_Raw data_.
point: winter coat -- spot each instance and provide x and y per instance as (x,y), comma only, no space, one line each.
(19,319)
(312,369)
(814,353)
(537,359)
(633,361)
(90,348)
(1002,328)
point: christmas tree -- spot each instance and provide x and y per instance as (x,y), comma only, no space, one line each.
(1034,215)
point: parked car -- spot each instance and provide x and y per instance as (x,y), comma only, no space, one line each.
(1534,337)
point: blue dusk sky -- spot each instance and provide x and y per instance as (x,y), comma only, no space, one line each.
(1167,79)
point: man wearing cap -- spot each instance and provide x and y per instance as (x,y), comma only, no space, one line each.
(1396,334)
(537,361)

_Problem requirements_. Reproduce the items verbatim, beginning at the line that has "point: man wearing" and continuing through the last line of the items.

_Result of the exercise_.
point: man wearing cap -- spot each instance and provide x and y per instance as (x,y), comma only, no space, one line each.
(1396,334)
(537,361)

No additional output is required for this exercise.